*** Excerpted data ***

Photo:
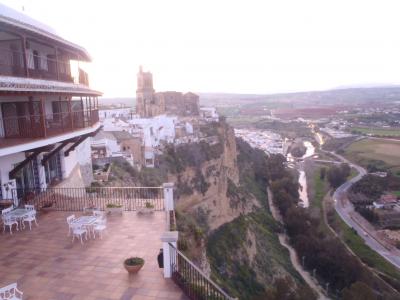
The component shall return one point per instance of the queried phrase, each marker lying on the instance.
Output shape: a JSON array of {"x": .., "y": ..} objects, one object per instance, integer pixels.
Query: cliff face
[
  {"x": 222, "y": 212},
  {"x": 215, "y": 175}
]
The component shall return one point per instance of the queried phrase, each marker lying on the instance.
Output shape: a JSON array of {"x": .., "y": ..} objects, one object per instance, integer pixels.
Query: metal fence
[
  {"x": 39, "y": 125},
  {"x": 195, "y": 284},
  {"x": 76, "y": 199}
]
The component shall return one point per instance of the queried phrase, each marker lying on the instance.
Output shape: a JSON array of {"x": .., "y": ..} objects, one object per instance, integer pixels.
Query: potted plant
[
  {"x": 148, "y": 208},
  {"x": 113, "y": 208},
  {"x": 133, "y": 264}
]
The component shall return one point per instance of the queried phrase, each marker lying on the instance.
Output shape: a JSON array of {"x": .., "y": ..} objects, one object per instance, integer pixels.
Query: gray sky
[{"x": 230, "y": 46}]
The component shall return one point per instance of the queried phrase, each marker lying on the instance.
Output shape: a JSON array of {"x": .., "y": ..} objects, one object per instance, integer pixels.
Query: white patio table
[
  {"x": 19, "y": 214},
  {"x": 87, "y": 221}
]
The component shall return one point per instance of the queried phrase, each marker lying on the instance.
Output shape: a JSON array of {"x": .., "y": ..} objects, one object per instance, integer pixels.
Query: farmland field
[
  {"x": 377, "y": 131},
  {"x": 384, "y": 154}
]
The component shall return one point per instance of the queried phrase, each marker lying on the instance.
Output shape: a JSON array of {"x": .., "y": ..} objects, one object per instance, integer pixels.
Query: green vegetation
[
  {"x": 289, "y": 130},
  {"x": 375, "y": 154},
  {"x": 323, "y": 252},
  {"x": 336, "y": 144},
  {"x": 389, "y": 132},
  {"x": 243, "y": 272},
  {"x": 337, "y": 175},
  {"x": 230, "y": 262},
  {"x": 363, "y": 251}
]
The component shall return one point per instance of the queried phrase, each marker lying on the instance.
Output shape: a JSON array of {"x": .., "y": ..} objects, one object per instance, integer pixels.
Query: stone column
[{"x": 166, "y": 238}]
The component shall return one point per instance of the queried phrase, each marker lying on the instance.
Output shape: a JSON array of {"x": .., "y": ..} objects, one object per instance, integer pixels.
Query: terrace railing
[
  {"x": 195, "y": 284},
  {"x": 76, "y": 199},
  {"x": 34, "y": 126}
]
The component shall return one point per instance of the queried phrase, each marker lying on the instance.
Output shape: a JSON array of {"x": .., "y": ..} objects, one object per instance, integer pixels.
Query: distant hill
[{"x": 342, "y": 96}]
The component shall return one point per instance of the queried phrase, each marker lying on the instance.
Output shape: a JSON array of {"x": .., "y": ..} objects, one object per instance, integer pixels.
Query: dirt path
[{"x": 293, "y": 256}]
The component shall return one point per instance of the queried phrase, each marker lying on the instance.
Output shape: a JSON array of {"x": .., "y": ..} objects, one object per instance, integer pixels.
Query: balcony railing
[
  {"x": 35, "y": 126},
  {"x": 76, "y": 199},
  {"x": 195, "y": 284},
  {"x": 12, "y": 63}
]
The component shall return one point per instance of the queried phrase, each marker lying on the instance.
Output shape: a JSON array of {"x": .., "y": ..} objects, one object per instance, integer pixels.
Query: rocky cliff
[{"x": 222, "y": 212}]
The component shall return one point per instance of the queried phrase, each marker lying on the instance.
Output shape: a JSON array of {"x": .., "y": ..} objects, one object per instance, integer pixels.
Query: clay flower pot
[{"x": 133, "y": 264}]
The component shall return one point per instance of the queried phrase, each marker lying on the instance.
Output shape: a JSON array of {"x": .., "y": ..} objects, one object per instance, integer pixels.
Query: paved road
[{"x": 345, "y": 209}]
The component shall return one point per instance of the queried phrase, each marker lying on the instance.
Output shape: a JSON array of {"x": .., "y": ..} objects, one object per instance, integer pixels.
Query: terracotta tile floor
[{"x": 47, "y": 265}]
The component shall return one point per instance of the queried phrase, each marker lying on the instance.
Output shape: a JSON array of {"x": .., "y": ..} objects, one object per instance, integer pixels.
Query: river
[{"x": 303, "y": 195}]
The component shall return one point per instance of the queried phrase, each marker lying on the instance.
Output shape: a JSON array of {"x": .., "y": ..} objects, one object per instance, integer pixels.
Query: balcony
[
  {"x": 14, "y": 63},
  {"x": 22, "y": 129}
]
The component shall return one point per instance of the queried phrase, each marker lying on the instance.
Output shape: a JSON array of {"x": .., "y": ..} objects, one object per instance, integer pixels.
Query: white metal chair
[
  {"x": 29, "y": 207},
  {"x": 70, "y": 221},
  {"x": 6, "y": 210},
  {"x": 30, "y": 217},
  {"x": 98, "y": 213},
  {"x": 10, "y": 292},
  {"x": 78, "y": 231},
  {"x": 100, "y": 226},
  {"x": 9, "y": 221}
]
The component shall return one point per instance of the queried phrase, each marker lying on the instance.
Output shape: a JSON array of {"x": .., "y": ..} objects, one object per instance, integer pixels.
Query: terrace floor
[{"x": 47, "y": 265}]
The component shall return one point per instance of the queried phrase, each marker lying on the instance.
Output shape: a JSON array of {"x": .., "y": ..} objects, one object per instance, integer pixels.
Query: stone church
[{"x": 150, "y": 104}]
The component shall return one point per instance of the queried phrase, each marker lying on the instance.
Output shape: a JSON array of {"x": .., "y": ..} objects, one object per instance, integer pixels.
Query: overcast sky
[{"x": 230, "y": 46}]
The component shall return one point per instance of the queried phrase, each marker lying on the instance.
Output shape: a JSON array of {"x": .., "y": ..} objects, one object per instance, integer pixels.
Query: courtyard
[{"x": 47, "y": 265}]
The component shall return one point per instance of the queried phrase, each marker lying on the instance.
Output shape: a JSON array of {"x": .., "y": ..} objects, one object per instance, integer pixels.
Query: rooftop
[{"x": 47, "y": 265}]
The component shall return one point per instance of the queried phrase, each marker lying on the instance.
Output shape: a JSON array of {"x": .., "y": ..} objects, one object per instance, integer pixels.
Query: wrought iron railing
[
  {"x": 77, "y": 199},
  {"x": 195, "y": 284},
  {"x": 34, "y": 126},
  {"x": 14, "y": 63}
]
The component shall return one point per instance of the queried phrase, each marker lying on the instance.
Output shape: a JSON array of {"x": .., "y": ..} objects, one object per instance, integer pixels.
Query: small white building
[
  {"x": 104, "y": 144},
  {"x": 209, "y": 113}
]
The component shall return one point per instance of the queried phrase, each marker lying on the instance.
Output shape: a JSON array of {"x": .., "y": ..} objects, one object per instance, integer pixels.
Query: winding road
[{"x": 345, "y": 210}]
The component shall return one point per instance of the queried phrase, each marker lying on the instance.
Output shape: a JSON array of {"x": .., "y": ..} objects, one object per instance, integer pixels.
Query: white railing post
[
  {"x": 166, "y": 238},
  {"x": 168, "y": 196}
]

*** End of Excerpted data ***
*** Excerpted data ***

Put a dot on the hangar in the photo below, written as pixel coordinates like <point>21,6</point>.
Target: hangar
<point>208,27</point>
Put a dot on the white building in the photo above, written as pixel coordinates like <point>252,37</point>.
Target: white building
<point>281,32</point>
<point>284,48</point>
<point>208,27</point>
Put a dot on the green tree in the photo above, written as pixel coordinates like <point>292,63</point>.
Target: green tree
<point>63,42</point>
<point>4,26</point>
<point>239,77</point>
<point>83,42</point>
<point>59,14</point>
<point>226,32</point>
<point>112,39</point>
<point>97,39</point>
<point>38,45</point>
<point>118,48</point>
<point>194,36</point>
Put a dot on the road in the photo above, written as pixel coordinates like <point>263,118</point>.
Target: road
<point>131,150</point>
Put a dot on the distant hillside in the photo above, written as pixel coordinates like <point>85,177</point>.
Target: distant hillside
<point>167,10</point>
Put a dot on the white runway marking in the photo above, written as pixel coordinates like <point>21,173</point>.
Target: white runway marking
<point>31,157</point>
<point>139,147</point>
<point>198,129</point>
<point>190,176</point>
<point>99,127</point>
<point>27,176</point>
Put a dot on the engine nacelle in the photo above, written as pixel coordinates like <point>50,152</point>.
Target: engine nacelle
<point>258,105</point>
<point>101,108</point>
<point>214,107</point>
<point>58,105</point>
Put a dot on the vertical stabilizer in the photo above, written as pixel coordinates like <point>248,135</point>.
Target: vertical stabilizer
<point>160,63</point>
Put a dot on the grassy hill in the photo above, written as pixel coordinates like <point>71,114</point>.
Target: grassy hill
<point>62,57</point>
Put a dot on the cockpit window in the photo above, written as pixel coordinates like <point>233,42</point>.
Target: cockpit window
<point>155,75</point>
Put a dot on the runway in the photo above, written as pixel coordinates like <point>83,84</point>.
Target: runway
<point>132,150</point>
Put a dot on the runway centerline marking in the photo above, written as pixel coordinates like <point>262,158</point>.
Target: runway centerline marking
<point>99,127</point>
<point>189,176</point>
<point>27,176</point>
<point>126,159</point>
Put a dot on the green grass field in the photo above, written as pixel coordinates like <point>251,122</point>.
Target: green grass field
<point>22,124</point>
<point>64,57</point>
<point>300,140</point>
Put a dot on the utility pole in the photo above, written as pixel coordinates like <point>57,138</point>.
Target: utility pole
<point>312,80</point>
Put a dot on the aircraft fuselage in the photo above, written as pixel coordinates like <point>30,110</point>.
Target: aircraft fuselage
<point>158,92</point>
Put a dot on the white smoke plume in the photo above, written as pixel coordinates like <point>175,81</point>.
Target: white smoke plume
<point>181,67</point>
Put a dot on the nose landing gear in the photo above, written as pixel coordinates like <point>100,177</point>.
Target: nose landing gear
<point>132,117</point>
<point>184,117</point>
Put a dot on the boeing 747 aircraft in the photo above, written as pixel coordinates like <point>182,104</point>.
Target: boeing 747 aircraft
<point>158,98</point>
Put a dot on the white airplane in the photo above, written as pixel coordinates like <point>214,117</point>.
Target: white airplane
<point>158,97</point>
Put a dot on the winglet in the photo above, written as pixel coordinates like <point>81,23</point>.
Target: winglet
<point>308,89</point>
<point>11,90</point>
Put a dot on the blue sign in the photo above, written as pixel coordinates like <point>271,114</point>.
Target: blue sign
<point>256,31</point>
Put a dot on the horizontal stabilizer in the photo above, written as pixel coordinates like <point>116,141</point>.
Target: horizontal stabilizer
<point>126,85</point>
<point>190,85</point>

*** End of Excerpted data ***
*** Excerpted data ***

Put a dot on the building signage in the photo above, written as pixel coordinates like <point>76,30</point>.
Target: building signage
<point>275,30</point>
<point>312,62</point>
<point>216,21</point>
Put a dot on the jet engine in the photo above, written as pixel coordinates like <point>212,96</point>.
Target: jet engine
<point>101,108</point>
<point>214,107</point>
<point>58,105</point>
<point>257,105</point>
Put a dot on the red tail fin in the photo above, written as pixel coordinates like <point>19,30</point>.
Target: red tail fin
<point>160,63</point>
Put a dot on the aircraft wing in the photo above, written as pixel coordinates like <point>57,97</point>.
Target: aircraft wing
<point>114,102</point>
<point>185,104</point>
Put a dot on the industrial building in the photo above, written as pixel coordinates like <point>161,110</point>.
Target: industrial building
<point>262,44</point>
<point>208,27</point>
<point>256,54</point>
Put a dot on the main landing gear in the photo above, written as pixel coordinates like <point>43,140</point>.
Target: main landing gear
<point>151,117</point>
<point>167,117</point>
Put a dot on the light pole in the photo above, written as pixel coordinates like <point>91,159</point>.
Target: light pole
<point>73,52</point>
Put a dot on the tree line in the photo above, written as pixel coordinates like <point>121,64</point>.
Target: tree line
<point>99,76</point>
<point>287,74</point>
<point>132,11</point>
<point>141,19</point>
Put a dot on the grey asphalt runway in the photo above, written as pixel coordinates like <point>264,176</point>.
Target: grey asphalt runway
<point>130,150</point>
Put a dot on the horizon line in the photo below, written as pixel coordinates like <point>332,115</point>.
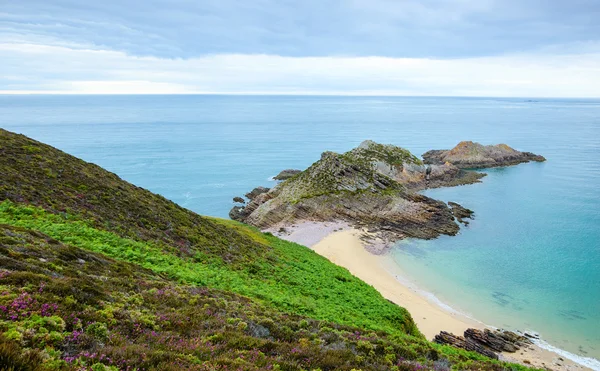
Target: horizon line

*** End of Excerpted data ***

Wherever the string "below" appears in a line above, copy that line.

*Answer section*
Put a dot on the hangar in the photo below, written as pixel coordinates like <point>21,6</point>.
Put a dot on the horizon line in the photo below, written as pixel coordinates like <point>332,115</point>.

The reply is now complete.